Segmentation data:
━━━━━━━━━━━━━━━━━━━━━━━━━━━━━━

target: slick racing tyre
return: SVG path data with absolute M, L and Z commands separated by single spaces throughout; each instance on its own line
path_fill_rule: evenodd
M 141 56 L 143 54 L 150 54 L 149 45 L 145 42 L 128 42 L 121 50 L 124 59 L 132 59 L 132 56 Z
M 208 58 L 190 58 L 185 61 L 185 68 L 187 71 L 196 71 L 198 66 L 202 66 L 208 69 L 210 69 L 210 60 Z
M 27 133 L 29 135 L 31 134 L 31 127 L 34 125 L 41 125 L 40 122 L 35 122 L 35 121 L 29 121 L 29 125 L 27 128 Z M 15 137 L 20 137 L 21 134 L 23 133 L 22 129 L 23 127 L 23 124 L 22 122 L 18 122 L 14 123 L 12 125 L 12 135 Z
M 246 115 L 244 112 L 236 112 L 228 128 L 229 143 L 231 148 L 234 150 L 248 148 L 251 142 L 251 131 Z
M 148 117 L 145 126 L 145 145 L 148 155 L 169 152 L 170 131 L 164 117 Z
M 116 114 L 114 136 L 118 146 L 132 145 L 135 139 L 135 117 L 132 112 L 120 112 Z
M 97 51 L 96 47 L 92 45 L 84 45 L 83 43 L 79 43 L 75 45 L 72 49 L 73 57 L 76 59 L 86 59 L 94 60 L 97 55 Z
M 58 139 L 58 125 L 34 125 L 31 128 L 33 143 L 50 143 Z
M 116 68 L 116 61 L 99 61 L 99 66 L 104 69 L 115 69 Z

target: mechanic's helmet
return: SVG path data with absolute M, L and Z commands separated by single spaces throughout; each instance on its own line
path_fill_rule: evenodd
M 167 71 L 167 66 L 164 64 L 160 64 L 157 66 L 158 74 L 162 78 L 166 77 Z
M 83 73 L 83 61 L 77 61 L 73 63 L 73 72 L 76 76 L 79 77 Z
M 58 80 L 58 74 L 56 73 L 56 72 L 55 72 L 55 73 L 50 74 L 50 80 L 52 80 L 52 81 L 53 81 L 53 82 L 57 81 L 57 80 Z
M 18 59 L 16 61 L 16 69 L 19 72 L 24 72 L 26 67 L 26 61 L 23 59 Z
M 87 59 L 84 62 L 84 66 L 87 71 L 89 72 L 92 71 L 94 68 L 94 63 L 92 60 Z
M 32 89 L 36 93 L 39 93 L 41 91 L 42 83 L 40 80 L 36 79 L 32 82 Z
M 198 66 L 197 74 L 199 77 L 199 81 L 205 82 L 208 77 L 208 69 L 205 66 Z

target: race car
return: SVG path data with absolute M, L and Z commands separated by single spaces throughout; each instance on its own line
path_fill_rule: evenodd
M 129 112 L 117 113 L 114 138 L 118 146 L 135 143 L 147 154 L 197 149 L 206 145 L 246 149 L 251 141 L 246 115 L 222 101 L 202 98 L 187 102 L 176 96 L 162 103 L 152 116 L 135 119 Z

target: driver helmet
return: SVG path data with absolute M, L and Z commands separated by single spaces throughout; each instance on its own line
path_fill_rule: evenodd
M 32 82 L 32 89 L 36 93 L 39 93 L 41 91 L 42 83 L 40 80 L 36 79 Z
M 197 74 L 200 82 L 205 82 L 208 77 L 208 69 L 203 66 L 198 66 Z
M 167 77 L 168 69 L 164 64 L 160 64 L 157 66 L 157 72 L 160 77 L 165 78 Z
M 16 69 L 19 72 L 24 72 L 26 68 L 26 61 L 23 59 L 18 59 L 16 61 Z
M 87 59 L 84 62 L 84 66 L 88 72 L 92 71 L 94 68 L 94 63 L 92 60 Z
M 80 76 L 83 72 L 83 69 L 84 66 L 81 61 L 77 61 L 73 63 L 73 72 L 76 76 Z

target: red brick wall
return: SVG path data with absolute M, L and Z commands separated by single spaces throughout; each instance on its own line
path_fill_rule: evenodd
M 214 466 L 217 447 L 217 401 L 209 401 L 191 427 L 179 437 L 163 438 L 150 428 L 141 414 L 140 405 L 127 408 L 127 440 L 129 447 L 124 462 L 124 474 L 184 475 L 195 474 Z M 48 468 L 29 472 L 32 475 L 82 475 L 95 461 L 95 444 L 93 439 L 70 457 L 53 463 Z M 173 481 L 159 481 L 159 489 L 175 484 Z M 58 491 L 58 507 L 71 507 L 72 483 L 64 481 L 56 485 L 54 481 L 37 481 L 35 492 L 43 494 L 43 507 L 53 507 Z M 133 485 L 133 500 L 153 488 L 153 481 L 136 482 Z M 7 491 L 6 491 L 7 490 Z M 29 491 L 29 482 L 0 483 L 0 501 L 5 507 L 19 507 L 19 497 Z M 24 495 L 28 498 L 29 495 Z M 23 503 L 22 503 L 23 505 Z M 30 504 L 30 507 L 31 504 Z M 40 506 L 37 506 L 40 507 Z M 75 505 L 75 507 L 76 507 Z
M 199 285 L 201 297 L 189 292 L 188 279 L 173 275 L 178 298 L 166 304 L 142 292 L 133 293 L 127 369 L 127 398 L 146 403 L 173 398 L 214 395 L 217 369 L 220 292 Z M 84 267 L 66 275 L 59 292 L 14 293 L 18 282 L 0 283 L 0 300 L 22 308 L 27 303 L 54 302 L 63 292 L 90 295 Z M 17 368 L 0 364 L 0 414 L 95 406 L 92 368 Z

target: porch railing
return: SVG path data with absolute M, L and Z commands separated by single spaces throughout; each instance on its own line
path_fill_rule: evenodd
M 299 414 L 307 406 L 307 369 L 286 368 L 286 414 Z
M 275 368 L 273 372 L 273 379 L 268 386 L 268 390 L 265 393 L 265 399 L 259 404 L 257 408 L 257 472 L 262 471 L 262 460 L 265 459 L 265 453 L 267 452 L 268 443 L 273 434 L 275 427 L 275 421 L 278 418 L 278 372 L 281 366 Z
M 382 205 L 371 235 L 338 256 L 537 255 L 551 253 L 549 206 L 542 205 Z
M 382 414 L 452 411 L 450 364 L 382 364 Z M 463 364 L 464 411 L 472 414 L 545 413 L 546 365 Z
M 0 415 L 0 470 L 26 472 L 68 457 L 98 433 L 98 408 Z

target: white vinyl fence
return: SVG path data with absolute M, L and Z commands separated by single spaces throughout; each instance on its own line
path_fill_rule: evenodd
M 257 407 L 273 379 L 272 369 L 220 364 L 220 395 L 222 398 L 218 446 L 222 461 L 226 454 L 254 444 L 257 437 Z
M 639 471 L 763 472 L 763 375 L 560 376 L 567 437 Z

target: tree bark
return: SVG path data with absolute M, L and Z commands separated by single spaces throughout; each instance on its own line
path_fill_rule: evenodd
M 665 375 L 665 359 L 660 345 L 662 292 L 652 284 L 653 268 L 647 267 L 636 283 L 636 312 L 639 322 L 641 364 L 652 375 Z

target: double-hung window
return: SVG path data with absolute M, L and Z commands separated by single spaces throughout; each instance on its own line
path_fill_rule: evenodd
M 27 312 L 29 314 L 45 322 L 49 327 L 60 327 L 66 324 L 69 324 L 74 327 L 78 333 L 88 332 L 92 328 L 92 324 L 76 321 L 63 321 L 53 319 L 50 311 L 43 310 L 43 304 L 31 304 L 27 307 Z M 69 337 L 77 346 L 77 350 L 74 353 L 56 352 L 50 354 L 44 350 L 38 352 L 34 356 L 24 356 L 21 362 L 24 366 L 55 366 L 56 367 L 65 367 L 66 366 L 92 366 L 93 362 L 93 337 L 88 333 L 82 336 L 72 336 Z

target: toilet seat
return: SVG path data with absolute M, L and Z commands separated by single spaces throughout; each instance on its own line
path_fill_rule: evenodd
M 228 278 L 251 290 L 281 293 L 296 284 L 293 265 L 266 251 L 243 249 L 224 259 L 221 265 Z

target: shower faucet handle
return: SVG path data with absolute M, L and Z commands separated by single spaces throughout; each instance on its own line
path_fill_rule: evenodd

━━━━━━━━━━━━━━━━━━━━━━━━━━━━━━

# Instruction
Copy out, character for character, the part of the items that begins with the line containing "target: driver helmet" and ends with the line containing "M 167 77 L 168", including both of those lines.

# Task solution
target: driver helmet
return: SVG path data with absolute M, L and Z commands separated by single spaces throughout; each instance on its own line
path_fill_rule: evenodd
M 32 82 L 32 89 L 36 93 L 39 93 L 41 91 L 42 83 L 40 80 L 36 79 Z
M 197 74 L 200 82 L 205 82 L 208 77 L 208 69 L 203 66 L 198 66 Z
M 167 77 L 168 69 L 164 64 L 160 64 L 157 66 L 157 72 L 160 77 L 165 78 Z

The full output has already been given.